DOCUMENTFRAGMENT:
***
ECLI:NL:GHLEE:2010:BO5336

Gerechtshof Leeuwarden

Datum uitspraak
23 november 2010
Publicatiedatum
5 april 2013
Zaaknummer
24-002549-08
Instantie
Gerechtshof Leeuwarden
Type
Uitspraak
Rechtsgebied
Strafrecht
Procedures
  • Hoger beroep
Rechters
Vindplaatsen
  • Rechtspraak.nl
AI samenvatting door LexboostAutomatisch gegenereerd

Veroordeling voor alcoholgebruik tijdens het besturen van een voertuig

In deze zaak heeft het Gerechtshof Leeuwarden op 23 november 2010 uitspraak gedaan in hoger beroep tegen een vonnis van de politierechter in de rechtbank Leeuwarden. De verdachte, geboren in 1980, werd beschuldigd van het overtreden van artikel 8, tweede lid, onder a van de Wegenverkeerswet 1994, door een bestelauto te besturen onder invloed van alcohol. De politierechter had de verdachte vrijgesproken van de tenlastelegging, maar de officier van justitie ging in hoger beroep. Tijdens de zitting in hoger beroep werd het onderzoek herhaald, waarbij de advocaat-generaal een geldboete van € 550,- en een voorwaardelijke ontzegging van de rijbevoegdheid voorstelde.

Het hof heeft vastgesteld dat de verdachte op 7 juni 2008, na het gebruik van alcohol, een alcoholgehalte van 575 microgram per liter uitgeademde lucht had, wat aanzienlijk boven de toegestane limiet ligt. Het hof oordeelde dat de verdachte de verkeersveiligheid in gevaar had gebracht, vooral omdat hij een geparkeerde auto had geraakt. Ondanks het feit dat er een overschrijding van de redelijke termijn was, besloot het hof om geen ontzegging van de rijbevoegdheid op te leggen, gezien het tijdsverloop en het ontbreken van eerdere veroordelingen.

Uiteindelijk heeft het hof het vonnis van de politierechter vernietigd, de verdachte schuldig bevonden aan de tenlastelegging, en hem veroordeeld tot een geldboete van € 550,-, met de mogelijkheid van vervangende hechtenis van elf dagen bij niet-betaling. Het hof heeft de bijkomende straf van ontzegging van de rijbevoegdheid achterwege gelaten, rekening houdend met de omstandigheden van de zaak en de persoon van de verdachte.

Uitspraak

Parketnummer: 24-002549-08
Parketnummer eerste aanleg: 17-400787-08
Arrest van 23 november 2010 van het gerechtshof te Leeuwarden, meervoudige strafkamer, op het hoger beroep tegen het vonnis van de politierechter in de rechtbank Leeuwarden van 8 oktober 2008 in de strafzaak tegen:
[verdachte],
geboren op [1980] te [geboorteplaats],
wonende te [woonplaats], [adres],
verschenen in persoon, bijgestaan door zijn raadsman mr. P. Bonthuis, advocaat te Joure.
Het vonnis waarvan beroep
De politierechter in de rechtbank Leeuwarden heeft de verdachte bij het vonnis vrijgesproken van het ten laste gelegde.
***
OPDRACHT 1: Selecteer in de records hieronder elke regel waarin de tekenreeks "region" voorkomt, en neem die regels over.
***
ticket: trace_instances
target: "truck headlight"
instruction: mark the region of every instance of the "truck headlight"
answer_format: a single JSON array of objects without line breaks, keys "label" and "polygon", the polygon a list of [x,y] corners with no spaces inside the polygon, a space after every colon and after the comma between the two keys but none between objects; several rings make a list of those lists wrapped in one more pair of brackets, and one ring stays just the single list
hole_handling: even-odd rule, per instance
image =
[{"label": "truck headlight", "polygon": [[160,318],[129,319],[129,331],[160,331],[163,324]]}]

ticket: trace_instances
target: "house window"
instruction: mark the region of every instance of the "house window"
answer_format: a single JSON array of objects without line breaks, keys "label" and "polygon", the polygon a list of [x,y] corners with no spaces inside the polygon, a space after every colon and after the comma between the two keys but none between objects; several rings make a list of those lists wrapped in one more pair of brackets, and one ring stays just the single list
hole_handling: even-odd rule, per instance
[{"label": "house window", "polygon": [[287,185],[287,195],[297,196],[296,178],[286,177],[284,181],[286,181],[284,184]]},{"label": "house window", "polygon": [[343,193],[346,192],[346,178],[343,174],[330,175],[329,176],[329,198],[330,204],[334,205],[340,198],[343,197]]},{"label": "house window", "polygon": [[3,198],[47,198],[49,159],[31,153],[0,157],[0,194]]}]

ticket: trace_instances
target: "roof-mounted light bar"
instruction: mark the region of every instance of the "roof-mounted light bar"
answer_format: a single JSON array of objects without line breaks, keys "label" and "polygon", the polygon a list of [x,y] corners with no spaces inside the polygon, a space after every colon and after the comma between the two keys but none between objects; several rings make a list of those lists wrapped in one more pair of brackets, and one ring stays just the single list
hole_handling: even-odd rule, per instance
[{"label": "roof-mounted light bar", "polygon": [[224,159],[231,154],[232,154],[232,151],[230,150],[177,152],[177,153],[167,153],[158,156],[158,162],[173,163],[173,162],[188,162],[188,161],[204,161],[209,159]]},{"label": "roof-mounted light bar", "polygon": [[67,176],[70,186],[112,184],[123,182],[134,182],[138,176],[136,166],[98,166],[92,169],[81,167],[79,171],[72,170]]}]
***
OPDRACHT 2: Noteer letterlijk de passage van "Parketnummer: 24-002549-08" tot en met "advocaat te Joure." uit het arrest over rijden onder invloed.

VOLLEDIG ANTWOORD 1:
instruction: mark the region of every instance of the "truck headlight"
instruction: mark the region of every instance of the "house window"
instruction: mark the region of every instance of the "roof-mounted light bar"

VOLLEDIG ANTWOORD 2:
Parketnummer: 24-002549-08
Parketnummer eerste aanleg: 17-400787-08
Arrest van 23 november 2010 van het gerechtshof te Leeuwarden, meervoudige strafkamer, op het hoger beroep tegen het vonnis van de politierechter in de rechtbank Leeuwarden van 8 oktober 2008 in de strafzaak tegen:
[verdachte],
geboren op [1980] te [geboorteplaats],
wonende te [woonplaats], [adres],
verschenen in persoon, bijgestaan door zijn raadsman mr. P. Bonthuis, advocaat te Joure.